Exercise: Reproduce the blog post below word for word, starting at the words "By: Jo Dee Messina" and ending after "in my dilemma...".

Text shown:
----------------------------------------

We also went to Church, went to Brunch with the neighbors at the Galley, and came home and relaxed a bit before going over to our friends house to have a Easter Egg Hunt in 3+ feet of snow.. Never thought I would be typing out that sentence.. Still not sure if I am even OK with typing out that sentence.. I mean, 3+ feet of SNOW on Easter? Hmm.. Just doesn't seem right!  


(I think this was right before he sunk in to his neck. :P)

And then of course when you get fresh powder, a day off of work and beautiful weather, it means the husband(s) are gonna ask to go play, even on Easter.. So the wives and chitlins stayed behind and Dale and the other husbands hiked up Pyramid Mountain and had a good ride down snowboarding. 

(Dale's the second blur)

And I am happy to report that now that it has taken me almost 3 weeks to post what we did for Easter, I can include a very SPECTACULAR, RARE OCCURANCE of the SUN COMING OUT..


 Yes, Folks the sun came out for a moment.. I mean a brief moment, longer than a blink but shorter than a yawn and I was smart enough to capture it on film, so when it rains/snows/sleets for the next 2 YEARS, I can pull it out, caress it, long for it, and remember it did grace us with it's presences on very rare occasions. :P





Thursday, April 2, 2009

Bring On The Rain..

By: Jo Dee Messina Have you heard it? I have replayed it at least 4 times in the last 30 minutes- trying to muster up a tear. 

I am tired.. And when I get overly tired I get overly emotional, and tonight is just one of those nights. Do you ever have a moment where you think to yourself "If I just had a big fat cry session, I would feel better" and then for some reason, no matter how hard you try, no matter how many sad and depressing things that you conjure up in your head YOU CAN'T shed one single tear! So maybe you never actually sit there and purposely think of really sad things, but at least I'm being real in my dilemma...

As I sit here, trying to cry- thinking of something worthy of your attention to blog about I can't help but to reflect upon the words in the song that is now playing for the umm, I'm pretty sure the 6th time now..  

Third line into the song it says-

Sometimes I'd like to hide away, somewhere and lock the door

Before we moved here, I had a walk in closet. And when I was having a "sometimes" moment I would go into the closet, using my only worn once bridesmaid dresses to "hide" behind.. It was really the perfect spot. Dale and the kids would come looking for me, open the closet door, flick on the light and I would go unnoticed and able to continue in my pity party, table for 1 please..

----------------------------------------

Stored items
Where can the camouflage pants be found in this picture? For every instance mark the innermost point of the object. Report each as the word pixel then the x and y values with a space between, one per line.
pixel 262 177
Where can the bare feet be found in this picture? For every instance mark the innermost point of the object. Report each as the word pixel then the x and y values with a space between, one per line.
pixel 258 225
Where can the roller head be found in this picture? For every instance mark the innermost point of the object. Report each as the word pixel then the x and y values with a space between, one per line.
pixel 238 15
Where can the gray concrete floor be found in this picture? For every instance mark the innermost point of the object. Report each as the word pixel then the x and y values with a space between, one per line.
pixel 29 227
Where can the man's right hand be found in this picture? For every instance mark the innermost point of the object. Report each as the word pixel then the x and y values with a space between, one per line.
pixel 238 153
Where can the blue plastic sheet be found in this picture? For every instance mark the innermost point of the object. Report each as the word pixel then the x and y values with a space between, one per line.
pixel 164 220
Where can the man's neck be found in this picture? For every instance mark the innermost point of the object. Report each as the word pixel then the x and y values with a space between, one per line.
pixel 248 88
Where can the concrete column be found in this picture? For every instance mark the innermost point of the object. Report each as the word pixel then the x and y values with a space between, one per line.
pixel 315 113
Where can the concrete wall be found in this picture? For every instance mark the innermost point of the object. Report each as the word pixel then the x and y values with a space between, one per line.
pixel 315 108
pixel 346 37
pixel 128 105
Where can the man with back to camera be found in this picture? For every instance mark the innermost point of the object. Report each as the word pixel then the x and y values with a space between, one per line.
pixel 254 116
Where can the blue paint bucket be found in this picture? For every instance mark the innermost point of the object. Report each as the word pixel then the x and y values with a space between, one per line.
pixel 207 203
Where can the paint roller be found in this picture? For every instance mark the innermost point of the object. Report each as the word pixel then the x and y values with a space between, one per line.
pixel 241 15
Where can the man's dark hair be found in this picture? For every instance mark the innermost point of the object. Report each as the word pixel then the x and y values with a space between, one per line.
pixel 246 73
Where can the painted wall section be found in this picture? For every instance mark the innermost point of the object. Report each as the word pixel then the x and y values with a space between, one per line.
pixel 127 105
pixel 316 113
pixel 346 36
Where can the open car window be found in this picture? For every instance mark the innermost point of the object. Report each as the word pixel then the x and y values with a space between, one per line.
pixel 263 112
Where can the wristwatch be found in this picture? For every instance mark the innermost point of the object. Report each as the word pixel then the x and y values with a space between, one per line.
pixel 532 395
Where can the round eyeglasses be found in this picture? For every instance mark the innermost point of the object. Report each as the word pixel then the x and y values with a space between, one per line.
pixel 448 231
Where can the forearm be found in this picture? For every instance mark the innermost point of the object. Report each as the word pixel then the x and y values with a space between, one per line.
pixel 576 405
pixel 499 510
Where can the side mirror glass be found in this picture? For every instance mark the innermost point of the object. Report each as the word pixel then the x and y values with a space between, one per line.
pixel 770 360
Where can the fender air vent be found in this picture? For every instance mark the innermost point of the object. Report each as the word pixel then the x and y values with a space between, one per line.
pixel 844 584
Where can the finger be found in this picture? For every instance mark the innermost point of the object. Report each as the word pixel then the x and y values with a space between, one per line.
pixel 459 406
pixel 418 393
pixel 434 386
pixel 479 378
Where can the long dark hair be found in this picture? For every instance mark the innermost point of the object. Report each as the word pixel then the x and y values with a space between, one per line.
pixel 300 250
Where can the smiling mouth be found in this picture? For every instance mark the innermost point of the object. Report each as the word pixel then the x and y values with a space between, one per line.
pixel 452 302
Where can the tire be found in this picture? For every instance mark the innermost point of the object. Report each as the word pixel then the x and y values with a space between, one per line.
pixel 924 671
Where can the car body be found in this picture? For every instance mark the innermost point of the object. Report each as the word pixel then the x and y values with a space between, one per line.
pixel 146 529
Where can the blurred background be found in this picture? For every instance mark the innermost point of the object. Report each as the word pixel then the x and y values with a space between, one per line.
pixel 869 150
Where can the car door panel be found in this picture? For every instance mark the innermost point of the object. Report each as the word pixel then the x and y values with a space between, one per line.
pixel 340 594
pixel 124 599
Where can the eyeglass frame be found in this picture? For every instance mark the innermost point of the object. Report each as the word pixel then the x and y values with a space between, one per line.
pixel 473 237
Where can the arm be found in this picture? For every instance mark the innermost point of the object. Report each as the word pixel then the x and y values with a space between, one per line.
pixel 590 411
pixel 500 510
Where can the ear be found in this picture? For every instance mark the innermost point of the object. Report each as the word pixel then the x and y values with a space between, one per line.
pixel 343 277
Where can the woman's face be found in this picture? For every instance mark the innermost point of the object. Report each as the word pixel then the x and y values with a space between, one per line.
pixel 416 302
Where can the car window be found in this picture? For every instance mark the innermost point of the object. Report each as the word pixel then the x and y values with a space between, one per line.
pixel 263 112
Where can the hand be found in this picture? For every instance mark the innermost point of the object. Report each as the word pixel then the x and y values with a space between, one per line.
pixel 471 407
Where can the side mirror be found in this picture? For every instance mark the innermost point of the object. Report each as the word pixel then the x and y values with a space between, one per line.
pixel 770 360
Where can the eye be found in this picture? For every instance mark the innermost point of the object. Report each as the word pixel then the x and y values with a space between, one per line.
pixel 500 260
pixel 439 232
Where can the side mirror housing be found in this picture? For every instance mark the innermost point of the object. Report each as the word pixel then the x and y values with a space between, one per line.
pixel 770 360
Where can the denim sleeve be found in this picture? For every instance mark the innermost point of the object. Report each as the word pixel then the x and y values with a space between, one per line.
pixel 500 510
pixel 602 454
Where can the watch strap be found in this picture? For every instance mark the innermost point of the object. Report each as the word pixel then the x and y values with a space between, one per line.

----------------------------------------

The answer:
By: Jo Dee Messina Have you heard it? I have replayed it at least 4 times in the last 30 minutes- trying to muster up a tear. 

I am tired.. And when I get overly tired I get overly emotional, and tonight is just one of those nights. Do you ever have a moment where you think to yourself "If I just had a big fat cry session, I would feel better" and then for some reason, no matter how hard you try, no matter how many sad and depressing things that you conjure up in your head YOU CAN'T shed one single tear! So maybe you never actually sit there and purposely think of really sad things, but at least I'm being real in my dilemma...